PASSAGE TO READ >>
▽
Who makes history? We all do, for better and for worse. In this compelling account of family and local history, Pat [Speth] Sherman explains how ordinary people wove the complex fabric of American life. Ranging from the French and Indian War to the labor wars of America's industrial revolution, she recounts the wrongs done to her ancestors without flinching from the wrongs they did to others. In the process, she produces not only an engaging narrative of American history, but also a meditation on the nature of historical knowledge, how it is produced, and how it is suppressed. Pat [Speth] Sherman's research made her think differently about the American history she learned in school. Frank, honest, and deftly written, American Tapestry offers a new perspective on the American past.
A rigorous, absorbing family account that offers a microcosm and a macrocosm...Sherman is a competent writer and is passionate about the downtrodden...Readers get a very thoughtful panorama of 250 years of history, change, and how this "middling" family dealt with all of it. She is a formidable and patient researcher.
△
EXERCISES >>
a) According to the book description, what three qualities does American Tapestry have in the sentence beginning "Frank, honest"? List them.
b) Translate this sentence from the book description into Spanish: "Pat [Speth] Sherman's research made her think differently about the American history she learned in school."
c) Write a few more sentences to extend the book description, starting after its final sentence.
The items placed after this note are drawn from a separate, unrelated source.

SOURCE DATA >>
▽
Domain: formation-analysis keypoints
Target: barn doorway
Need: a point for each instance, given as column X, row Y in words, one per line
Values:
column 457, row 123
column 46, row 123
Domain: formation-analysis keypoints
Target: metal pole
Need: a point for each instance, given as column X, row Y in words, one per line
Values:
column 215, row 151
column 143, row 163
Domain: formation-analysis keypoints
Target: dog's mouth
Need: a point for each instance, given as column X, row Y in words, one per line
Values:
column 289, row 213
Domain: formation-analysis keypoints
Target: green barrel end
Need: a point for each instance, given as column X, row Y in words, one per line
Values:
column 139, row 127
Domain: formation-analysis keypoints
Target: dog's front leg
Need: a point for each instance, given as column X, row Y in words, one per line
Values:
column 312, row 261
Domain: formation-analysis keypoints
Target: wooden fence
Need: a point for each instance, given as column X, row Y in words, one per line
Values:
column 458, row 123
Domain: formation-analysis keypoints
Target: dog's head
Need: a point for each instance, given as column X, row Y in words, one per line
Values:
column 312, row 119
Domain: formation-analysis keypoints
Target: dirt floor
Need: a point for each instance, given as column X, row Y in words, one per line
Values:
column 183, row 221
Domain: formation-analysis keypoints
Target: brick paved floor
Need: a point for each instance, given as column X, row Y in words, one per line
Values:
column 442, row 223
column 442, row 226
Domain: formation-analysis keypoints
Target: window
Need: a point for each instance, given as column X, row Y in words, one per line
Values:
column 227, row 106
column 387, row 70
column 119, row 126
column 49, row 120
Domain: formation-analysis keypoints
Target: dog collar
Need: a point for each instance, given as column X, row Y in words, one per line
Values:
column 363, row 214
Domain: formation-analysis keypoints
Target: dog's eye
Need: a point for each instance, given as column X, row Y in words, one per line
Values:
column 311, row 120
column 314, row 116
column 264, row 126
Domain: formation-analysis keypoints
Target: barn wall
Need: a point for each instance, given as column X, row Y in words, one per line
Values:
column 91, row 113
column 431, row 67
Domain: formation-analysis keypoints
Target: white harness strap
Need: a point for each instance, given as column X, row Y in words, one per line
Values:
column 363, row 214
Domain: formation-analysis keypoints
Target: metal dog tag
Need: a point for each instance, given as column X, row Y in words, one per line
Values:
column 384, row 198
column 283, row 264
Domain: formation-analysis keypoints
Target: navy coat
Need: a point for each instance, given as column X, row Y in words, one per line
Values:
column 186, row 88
△
ANSWER SET >>
a)
- Frank
- Honest
- Deftly written

b) La investigación de Pat [Speth] Sherman la llevó a pensar de otra manera sobre la historia estadounidense que aprendió en la escuela.

c)
Every family has a story, but most lack the records and a worthy chronicler equipped to tell its story. Few are graced by a storyteller like Pat Speth Sherman. Sherman's American Tapestry is a captivating tale well told. Her sweeping yet intimate true story, spanning two centuries of ordinary life, is nothing less than etraordinary. Sherman's vibrant characters--her ancestors--were not presidents or generals or titans of industry, but they embody American history in ways that reach beneath and beyond history textbook narratives. American Tapestry's saga is family history and American history, an exemplary, lively exploration of how real people experienced and shaped their past--and our past. Throughout, Sherman is a deft, unassuming but perceptive guide, a loving but critical narrator, who leads us not only on a rich journey through the American past but takes us along on her own personal expedition of discovery.